• _Page excerpt_:
* * * * * * * * *
McTavish, Platt, Spencer: The Short Vee Bottom, 1967.

Extract
McTavish, Platt, Spencer.
Surfing World
Volume 10 Number 1, December 1967-January 1968, pages 31 to 39.

Introduction.
Alby Falzon's transcript of a conversation on the current state of surfboard design by the leading shapers at Denny Keogh's surfboard factory in Brookvale, circa October-November 1967.

Although the magazine's cover date is 1968, the photographs can fairly accurately dated  as late October-early November 1967.
Generally the lag between composition and publication was at least six weeks, but in this case the previous edition, Volume 9 #6, was dated Nov-Dec 1967.
This would have given the editor two months to prepare the January edition and i
t is possible that it was available on the news stands before the New Year.

While photograghs of Nat Young at Long Reef, probably shot by Bob Evans or Albie Falzon, were also published in this edition, another from this session had been published earlier on 19 November 1967 in the Sunday Telegraph, Bob Evans noting:

"Just last week, 'Nat' took delivery of an 8ft. 8in. vee-bottom, vee-back ver­sion of the new super-board trend, from Gordon Woods."

- Evans, Bob: What happened to Nat Young?
The Sunday Telegraph, Sydney, November 19 1967, page 96 (?).

As it is well recorded that Nat's first short vee-bottom board was built only after seeing the design the Keyo factory, which is consistent with the Falzon photographs and interview being recorded at least several weeks earlier.
Furthermore, he article included one photo of Ted Spencer riding a very short vee Keyo, reported as 5ft 6'', and by the end of November, Ted had jettisoned the wide-tail design and was now riding Little Red, a +8ft pintail.


The article features a fine example of late 1960s graphic design by Koller and the article is richly illustrated by a large selection of Falzon's excellent photography.
The photographs reproduced below (all cropped, one of each contributor) were selected as those best indicating the short length and wide tails of the boards.
The caption on one photograph of Ted Spencer indicates the board is 5 ft 6'' (page 36, not reproduced).
Note that by the end of November 1967, Spencer had replaced his wide tailed boards with Little Red, an 8'4" x 23" pintail shaped by him and Bob McTavish at Keyo Surfboards.
In addition, there are three images of Nat Young at Long Reef.

Page 31

Not too long back I took a tape recorder to Danny Keyo's boardshop where three surfers are working on a new radical approach to board design ... with the idea of getting their views, thoughts and feelings towards the 7' 6" boards.
The factory was in full production and the sensitive recorder picked up every thing, but I did manage to siphon some of the three-way conversations which are presented below.
The photographs were taken at Long Reef and show McTavish and Spencer on their short boards.
The pictures of Kevin Platt were 'shot' on a good morning at Queenscliff.
FALZON.

McTAVISH:
The reasons we're producing these boards are for higher performance.

SPENCER:
You couldn't get the good lines in a longer board.

PLATT:
There was too much wasted space in the long boards.

McTAVISH:
Manoeuvrability was sacrificed to gain speed.

SPENCER:
It's just got basic things in it ...flats and "V"'s.
It's not drawn out.

PLATT:
Every little bit of the board works.
* * * * * * * * *
• _Given material_:

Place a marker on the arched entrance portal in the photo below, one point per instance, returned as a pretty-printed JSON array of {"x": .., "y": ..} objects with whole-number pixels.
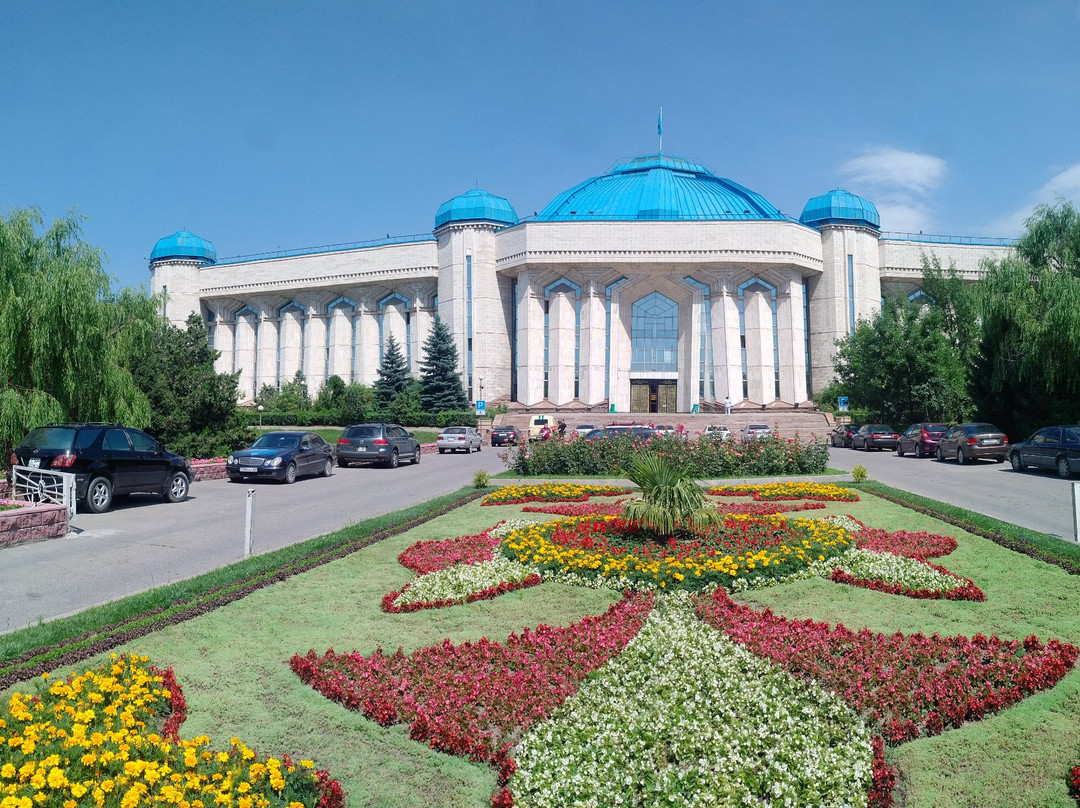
* * * * * * * * *
• _Short problem_: Carry on the excerpt about the 1967 short vee-bottom surfboards from the point where it stops. The lines above have no part in this.

• _Written response_:
If you came back from the nose about 1' 6" and cut a foot out of it, then just glue it back together again, that's more or less what we've got now.

McTAVISH:
It's a compact definite shape of its own, though.

SPENCER:
The plan shape is good but the bottom shape is fantastic.
The plan shape now has got to be the bottom shape.

McTAVISH:
The thing is just a series of complex curves.
The concave is the rail, the bottom is the rail, everything is one thing.
Three or four very simple lines are drawn down and you pull the board around these lines.
There's no difference between mine and Kevin's board.
They're all basically the same principal (sic).

PLATT:
Mine kinda drops down at the front and has a flat underneath.
Bob's has the concave to do the same job.

McTAVISH:
You accumulate a vast amount of knowledge that your equipment must eventually become obsolete.
It must happen all of the time because your knowledge of the water increases so much, that you demand a much higher performance from your board.

Every surfer is doing it.

PLATT:
With a shorter board you can manoeuvre much better.
The thing is, this new board brings in a complete new approach to surfing ... the vertical performance.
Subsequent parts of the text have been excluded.